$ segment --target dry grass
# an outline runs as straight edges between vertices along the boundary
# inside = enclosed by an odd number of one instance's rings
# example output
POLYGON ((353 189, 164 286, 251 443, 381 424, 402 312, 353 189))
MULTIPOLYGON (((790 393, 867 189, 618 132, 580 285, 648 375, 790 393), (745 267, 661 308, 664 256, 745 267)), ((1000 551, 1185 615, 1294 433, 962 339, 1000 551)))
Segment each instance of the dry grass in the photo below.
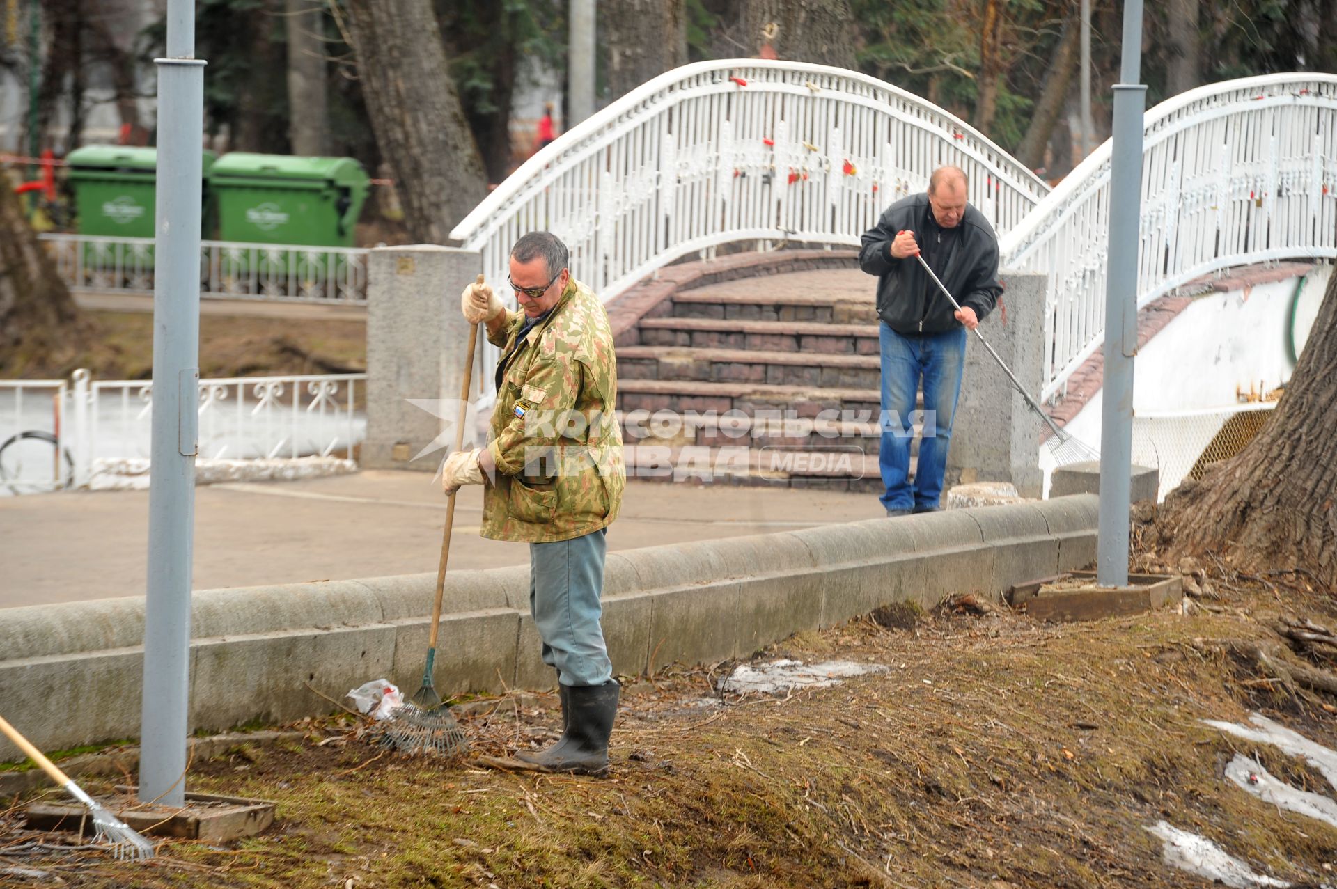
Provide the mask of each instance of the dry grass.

☆ ☆ ☆ ☆

■ TASK REQUIREMENTS:
Write the records above out again exactly, with no pictures in your copy.

■ OUTPUT FOR THIS TASK:
$ segment --target dry grass
# an outline runs as straight edges between vertices along the boundary
# inside = enclosed by an odd number of one instance's rings
# example output
POLYGON ((353 189, 164 286, 251 443, 381 424, 402 312, 353 189))
MULTIPOLYGON (((790 393, 867 189, 618 132, 580 285, 648 375, 790 393), (745 267, 661 308, 664 256, 745 267)), ((1000 551, 1185 615, 1294 433, 962 339, 1000 551)))
Segment each instance of the dry grass in the photo below.
Provide the mask of each instance of the dry grass.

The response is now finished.